◆ Stated goal
Send back all the data below, exactly as given.

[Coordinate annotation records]
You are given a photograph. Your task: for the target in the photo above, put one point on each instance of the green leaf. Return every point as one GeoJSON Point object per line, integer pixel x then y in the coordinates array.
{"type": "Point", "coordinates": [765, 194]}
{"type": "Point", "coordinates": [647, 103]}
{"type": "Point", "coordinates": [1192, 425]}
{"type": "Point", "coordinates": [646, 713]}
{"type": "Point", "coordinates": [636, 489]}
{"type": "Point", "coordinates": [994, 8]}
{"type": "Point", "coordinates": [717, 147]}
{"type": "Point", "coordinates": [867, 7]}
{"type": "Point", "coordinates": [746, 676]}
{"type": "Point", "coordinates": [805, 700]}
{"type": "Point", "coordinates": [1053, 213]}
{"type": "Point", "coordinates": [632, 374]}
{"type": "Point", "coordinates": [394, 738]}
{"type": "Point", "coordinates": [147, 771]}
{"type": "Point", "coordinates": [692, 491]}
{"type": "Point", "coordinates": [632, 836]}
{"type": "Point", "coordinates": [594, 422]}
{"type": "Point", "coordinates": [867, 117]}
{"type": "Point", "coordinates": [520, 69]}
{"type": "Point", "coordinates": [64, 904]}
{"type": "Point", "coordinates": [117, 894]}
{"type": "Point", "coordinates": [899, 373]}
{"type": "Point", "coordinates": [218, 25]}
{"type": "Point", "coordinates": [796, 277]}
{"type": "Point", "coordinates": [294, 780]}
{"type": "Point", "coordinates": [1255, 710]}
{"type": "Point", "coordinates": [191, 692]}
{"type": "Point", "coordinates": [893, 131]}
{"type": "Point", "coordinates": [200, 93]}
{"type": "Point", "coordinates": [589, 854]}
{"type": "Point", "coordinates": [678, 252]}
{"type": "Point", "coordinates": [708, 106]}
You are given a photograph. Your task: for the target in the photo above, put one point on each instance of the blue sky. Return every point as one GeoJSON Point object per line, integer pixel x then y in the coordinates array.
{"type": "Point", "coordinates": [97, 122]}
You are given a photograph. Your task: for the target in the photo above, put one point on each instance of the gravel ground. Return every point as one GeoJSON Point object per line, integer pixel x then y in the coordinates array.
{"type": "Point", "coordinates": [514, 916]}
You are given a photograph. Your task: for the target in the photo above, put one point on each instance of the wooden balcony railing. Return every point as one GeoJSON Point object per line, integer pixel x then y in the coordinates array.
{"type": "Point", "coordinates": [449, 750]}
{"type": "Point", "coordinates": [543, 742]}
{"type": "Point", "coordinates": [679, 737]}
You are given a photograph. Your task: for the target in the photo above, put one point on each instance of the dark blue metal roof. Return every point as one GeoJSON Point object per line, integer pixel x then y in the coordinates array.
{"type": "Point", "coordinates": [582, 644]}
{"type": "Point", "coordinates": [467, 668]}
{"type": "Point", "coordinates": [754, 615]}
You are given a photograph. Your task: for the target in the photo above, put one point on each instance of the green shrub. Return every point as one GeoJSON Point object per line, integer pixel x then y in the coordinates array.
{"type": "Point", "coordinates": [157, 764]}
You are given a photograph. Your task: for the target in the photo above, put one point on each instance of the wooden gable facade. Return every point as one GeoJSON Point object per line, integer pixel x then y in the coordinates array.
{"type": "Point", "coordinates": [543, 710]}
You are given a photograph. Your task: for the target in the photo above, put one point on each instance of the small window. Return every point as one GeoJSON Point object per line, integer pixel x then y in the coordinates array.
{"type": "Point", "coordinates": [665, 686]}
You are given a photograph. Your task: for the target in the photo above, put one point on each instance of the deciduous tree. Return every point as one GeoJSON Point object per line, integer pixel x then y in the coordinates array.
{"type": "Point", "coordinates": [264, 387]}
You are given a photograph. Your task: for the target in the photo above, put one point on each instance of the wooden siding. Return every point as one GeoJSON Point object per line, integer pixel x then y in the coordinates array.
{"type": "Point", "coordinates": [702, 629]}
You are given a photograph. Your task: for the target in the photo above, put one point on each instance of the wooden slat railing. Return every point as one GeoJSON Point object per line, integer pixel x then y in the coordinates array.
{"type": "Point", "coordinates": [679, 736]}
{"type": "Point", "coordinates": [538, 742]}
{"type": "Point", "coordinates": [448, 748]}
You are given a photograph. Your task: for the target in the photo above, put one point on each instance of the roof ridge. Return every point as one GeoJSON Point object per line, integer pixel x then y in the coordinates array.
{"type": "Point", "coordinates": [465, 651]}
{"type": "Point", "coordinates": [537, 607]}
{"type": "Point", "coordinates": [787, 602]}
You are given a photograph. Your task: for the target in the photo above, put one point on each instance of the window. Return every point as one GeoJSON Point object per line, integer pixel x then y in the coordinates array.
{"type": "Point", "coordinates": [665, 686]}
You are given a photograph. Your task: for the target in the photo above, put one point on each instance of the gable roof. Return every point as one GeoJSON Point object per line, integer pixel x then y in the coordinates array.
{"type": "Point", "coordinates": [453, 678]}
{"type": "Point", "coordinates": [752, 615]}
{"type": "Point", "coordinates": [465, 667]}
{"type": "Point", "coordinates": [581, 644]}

◆ Written solution
You are given a photograph. Your task: for the target in the photo above, put one point on each instance of the green leaf. Return every point as one GeoJSON Point object per line, integer pixel x then y in the coordinates array.
{"type": "Point", "coordinates": [765, 194]}
{"type": "Point", "coordinates": [647, 103]}
{"type": "Point", "coordinates": [1192, 425]}
{"type": "Point", "coordinates": [646, 713]}
{"type": "Point", "coordinates": [636, 489]}
{"type": "Point", "coordinates": [994, 8]}
{"type": "Point", "coordinates": [717, 147]}
{"type": "Point", "coordinates": [867, 7]}
{"type": "Point", "coordinates": [746, 676]}
{"type": "Point", "coordinates": [805, 700]}
{"type": "Point", "coordinates": [1053, 213]}
{"type": "Point", "coordinates": [632, 374]}
{"type": "Point", "coordinates": [394, 738]}
{"type": "Point", "coordinates": [147, 771]}
{"type": "Point", "coordinates": [692, 491]}
{"type": "Point", "coordinates": [632, 836]}
{"type": "Point", "coordinates": [594, 422]}
{"type": "Point", "coordinates": [867, 117]}
{"type": "Point", "coordinates": [520, 69]}
{"type": "Point", "coordinates": [64, 904]}
{"type": "Point", "coordinates": [117, 894]}
{"type": "Point", "coordinates": [899, 373]}
{"type": "Point", "coordinates": [218, 25]}
{"type": "Point", "coordinates": [796, 277]}
{"type": "Point", "coordinates": [294, 780]}
{"type": "Point", "coordinates": [1255, 710]}
{"type": "Point", "coordinates": [191, 692]}
{"type": "Point", "coordinates": [893, 131]}
{"type": "Point", "coordinates": [200, 93]}
{"type": "Point", "coordinates": [589, 854]}
{"type": "Point", "coordinates": [678, 252]}
{"type": "Point", "coordinates": [708, 106]}
You are given a photograph. Your task: for the target in the photo above, put one point on each instance of the blue sky. Return every point as one GeoJSON Point object per line, integer pixel x then y in the coordinates array.
{"type": "Point", "coordinates": [97, 122]}
You are given a photograph. Your task: for the target in the photo above, put one point on each instance of the gravel ground. Return every point as one GeoJSON Point object per line, integer pixel x then y in the coordinates array.
{"type": "Point", "coordinates": [514, 916]}
You are given a photograph. Your task: for the target in the photo above, put one point on each instance of the wooden balcony railing. Return every point as one GeoJSON Point object per line, integer pixel x then y in the coordinates array.
{"type": "Point", "coordinates": [449, 750]}
{"type": "Point", "coordinates": [543, 742]}
{"type": "Point", "coordinates": [679, 737]}
You are given a photograph. Your task: for the target in the photo above, put one point on each instance of the dark blue metal roof. Return every point as one GeoJSON Point object per line, integer pixel x then y in the coordinates array.
{"type": "Point", "coordinates": [582, 644]}
{"type": "Point", "coordinates": [467, 668]}
{"type": "Point", "coordinates": [754, 615]}
You are given a photograph. Your task: for the target in the photo above, put one point on each instance of the green shrub. Return every point as one GeoJSON Point object per line, integer pixel x then y in the coordinates array.
{"type": "Point", "coordinates": [157, 764]}
You are given a photograph. Your task: for the target in the photo above, put one point on each instance of the wooden gable facade. Return every point as one GeoJSON Point object per line, integer pixel x then y in the coordinates array.
{"type": "Point", "coordinates": [543, 710]}
You are given a photograph. Your task: for the target in the photo above, put one point on each instance of the small window. Return every point as one GeoJSON Point object per line, integer pixel x then y in the coordinates array.
{"type": "Point", "coordinates": [665, 686]}
You are given a photograph. Your task: for the target in the photo above, put one point on each instance of the deciduous tree. Return every point as one GeoJSON Point object per line, integer pixel x then y in the coordinates array.
{"type": "Point", "coordinates": [264, 387]}
You are given a photograph. Your task: for the target in the photo above, put one point on each instance of the wooden siding. Return every point as one GeoJSON Point object per line, integer pixel x then y in the coordinates array.
{"type": "Point", "coordinates": [702, 629]}
You are given a photograph. Your task: for the target in the photo above, put one point on each instance of the wooden slat railing. Return every point as one GeoJSON Point object per line, integer pixel x then y in the coordinates array.
{"type": "Point", "coordinates": [679, 736]}
{"type": "Point", "coordinates": [538, 742]}
{"type": "Point", "coordinates": [448, 748]}
You are given a photograph. Your task: for the target in the photo above, put one point on each instance of the roof ridge. Return every point as one GeoJSON Point object per line, integer pixel x then y in the coordinates array.
{"type": "Point", "coordinates": [465, 651]}
{"type": "Point", "coordinates": [537, 607]}
{"type": "Point", "coordinates": [787, 602]}
You are given a photograph. Your task: for the target in the photo above, put one point on each instance of the window. Return every point as one GeoJSON Point object per line, integer pixel x then y in the coordinates array.
{"type": "Point", "coordinates": [665, 686]}
You are given a photograph. Your task: for the target in the photo above, put one point on each instance of the gable roof. Return every point as one GeoJSON Point object per line, integer pixel x then y in the coordinates array.
{"type": "Point", "coordinates": [453, 678]}
{"type": "Point", "coordinates": [752, 615]}
{"type": "Point", "coordinates": [465, 667]}
{"type": "Point", "coordinates": [581, 644]}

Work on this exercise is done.